(Stored data entries)

[Start of Attachment]

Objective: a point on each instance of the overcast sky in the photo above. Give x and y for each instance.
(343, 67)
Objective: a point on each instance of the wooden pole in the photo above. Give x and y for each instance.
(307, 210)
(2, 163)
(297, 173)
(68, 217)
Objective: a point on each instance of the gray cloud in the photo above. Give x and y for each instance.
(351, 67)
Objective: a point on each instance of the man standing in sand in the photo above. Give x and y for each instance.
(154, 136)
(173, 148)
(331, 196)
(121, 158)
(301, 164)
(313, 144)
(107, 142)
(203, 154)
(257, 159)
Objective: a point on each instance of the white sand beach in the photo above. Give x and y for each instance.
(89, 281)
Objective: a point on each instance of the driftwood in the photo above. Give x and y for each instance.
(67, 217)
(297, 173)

[End of Attachment]

→ Description of the task: Go through the records and copy all of them exactly.

→ Solution to the exercise:
Objective: a point on each instance of the overcast sky in the photo above. Give x and y for each instance.
(343, 67)
Objective: a point on each instance of the wooden pole in the photo above. Give x and y for each instance.
(307, 210)
(2, 163)
(297, 173)
(68, 217)
Objective: a point on each instance of the gray cloud in the photo above. Give x and y for each instance.
(351, 67)
Objective: a point on each instance of the man standing in sand in the photo above. Give x and y for each instance.
(154, 136)
(173, 148)
(331, 196)
(121, 158)
(301, 164)
(313, 144)
(107, 142)
(203, 154)
(257, 159)
Objective: a point on each instance of the white sand beach in the photo above. Give x and y for each instance.
(89, 281)
Objective: a point on each instance of the driftwood in the photo above. Give x and y for each instance.
(67, 217)
(297, 173)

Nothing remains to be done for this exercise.